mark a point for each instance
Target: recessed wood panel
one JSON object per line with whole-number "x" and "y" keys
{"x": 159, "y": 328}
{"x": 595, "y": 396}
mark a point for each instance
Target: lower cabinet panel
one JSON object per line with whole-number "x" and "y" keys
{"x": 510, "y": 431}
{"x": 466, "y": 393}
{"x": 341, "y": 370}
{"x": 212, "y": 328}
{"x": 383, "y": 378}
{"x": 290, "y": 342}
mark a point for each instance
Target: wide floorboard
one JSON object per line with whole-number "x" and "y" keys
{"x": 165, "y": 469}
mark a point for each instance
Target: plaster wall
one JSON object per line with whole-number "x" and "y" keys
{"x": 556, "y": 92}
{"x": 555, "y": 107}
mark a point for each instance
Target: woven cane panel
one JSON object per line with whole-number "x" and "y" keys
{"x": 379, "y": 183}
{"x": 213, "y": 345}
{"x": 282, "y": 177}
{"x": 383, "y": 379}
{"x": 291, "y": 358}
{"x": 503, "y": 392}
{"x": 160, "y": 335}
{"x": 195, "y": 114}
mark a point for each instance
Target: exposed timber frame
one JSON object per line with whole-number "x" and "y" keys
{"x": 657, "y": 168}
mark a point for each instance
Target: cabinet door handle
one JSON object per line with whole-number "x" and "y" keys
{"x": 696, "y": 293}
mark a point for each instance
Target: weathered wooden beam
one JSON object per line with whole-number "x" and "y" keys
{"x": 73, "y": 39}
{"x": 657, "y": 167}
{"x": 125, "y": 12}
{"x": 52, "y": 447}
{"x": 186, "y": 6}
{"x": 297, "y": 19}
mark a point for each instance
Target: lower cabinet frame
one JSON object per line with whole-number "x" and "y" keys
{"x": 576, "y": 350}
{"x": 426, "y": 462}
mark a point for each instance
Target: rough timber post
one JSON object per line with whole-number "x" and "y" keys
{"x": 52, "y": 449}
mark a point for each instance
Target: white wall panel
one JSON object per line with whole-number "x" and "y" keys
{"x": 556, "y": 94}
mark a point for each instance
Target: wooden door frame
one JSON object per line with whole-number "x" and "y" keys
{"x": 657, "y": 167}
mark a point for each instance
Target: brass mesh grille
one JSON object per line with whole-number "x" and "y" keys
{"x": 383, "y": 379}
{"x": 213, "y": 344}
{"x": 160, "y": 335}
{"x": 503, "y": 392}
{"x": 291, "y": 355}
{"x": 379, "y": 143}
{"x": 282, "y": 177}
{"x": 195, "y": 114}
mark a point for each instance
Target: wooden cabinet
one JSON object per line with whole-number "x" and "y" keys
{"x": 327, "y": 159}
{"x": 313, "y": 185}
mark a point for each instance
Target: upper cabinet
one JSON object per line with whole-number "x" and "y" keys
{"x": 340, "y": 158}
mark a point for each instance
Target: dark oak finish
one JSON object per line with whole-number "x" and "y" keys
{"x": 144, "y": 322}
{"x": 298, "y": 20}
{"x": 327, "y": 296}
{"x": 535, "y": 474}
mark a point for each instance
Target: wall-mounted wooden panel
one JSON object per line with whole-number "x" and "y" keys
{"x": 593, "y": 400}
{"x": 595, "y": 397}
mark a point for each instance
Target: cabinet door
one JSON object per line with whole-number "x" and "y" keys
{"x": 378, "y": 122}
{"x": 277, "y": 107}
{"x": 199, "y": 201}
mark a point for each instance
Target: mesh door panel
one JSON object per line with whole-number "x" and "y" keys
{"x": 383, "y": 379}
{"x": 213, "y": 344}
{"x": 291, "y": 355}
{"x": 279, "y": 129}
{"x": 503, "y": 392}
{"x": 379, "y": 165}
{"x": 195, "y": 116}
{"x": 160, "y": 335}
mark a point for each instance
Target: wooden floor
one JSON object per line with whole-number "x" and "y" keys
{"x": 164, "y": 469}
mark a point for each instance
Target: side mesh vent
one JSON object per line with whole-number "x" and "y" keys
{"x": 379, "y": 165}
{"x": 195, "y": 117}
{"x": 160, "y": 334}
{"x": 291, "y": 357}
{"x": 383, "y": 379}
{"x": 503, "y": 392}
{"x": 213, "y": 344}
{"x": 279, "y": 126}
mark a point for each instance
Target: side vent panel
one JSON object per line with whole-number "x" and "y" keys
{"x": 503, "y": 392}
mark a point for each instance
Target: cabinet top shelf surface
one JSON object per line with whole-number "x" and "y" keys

····················

# Stated problem
Please count the lines in the listing above that contain the word "wooden", and reply with the number alone.

# Exercise answer
5